[WHAT IS ASKED] Reproduce word for word the stretch from "The game is played" through "a Jhum field." in the passage below on the jhum farming game.

[SOURCE DOCUMENT]
-----

The Landscape (game board) is where the players choose to clear forest and plant their crops, allocate their labour and plant bamboo, tea or rubber plantations, or allow forest to naturally regenerate. The initial landscape composition is based on the analysis of Landsat 5, 7 and 8 satellite images of the research area, spanning the period between 1988 and 2015. This was done to ensure that the landscape at the start of the simulation is representative of the general situation on the ground, though not an exact copy of any specific location or village, thus representing an implicit reality. The game board is made of tiles. Each tile has a specific land cover type (either forest, jhum, wild bamboo, planted bamboo, rubber or tea), and the transitions between different land cover types are based on the decisions of the players and on a set of rules mimicking the ecological succession of the fallows and forests [39] (Figure 3b).
The game is played in rounds, each round representing the passing of time, loosely covering one growing season. Between rounds, the landscape becomes two years older, with the second round representing the state of the system three years after the start of the first round. This is done to allow for incorporating long-term processes, without the need for playing too many rounds. The age of a tile since the last burn event is a proxy for its seral stage and allows for vegetation growth and soil fertility regeneration to be represented in the model. The soil fertility of the tile determines the yield of a crop. Colour codes on the landscape tiles indicated the degree of fertility if converted into a Jhum field.
Players allocate labour to their fields. Labour allocation was measured in labour tokens, each representing six weeks of work for an adult jhum farmer. Players could allocate labour to harvest bamboo, maintain and harvest rubber and tea plantations (the two plantation crops), and to grow rice, vegetables or cash crops (the three jhum crops).
The Household is where players can choose to improve their standard of living, store their harvest and save their money. When improving the standard of living, the players can choose to buy tokens and allocate these to reflect investments on five different parameters: healthcare, housing, education, religious activities and ‘family’, which covers life improvements such as weddings, buying meat for dinner more often, new clothes, travelling, etc. The standard of living tokens have a fixed price, independently of where they are allocated.
The market in the game is where extra labour can be hired or excess labour can be sold, rice and vegetables can be sold or bought to meet family food needs, bamboo and cash crops can be sold by the farmers and materials for establishing plantations of tea and rubber can be bought. The market is managed by the research team. We used game money, Karbi Tanka (KT), as game currency. Yields and crop value were derived from interviews and model development workshops. Tea and rubber plantations require additional labour and monetary investments for two rounds before they reach maturity and generate a profit. All the other activities yield returns in the same round. Supplementary Material 2 (Tables S1–S3) provide details on the in-game, labour demands, yields and prices.

-----

[RAW DATA]
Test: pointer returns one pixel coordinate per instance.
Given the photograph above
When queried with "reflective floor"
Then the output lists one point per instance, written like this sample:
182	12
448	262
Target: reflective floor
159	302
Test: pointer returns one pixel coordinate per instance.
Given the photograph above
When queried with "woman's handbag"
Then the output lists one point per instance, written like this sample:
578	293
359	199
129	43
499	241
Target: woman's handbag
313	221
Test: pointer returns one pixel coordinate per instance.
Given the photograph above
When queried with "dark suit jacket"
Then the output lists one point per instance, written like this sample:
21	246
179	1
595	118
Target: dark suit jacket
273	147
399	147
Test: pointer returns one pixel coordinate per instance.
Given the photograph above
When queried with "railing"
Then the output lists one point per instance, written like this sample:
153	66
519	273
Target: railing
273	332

-----

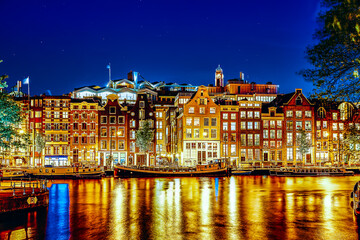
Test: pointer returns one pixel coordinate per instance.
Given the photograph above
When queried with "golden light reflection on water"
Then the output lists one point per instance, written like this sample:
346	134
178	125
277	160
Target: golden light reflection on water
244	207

-----

[RESPONSE TO THIS EXERCISE]
The game is played in rounds, each round representing the passing of time, loosely covering one growing season. Between rounds, the landscape becomes two years older, with the second round representing the state of the system three years after the start of the first round. This is done to allow for incorporating long-term processes, without the need for playing too many rounds. The age of a tile since the last burn event is a proxy for its seral stage and allows for vegetation growth and soil fertility regeneration to be represented in the model. The soil fertility of the tile determines the yield of a crop. Colour codes on the landscape tiles indicated the degree of fertility if converted into a Jhum field.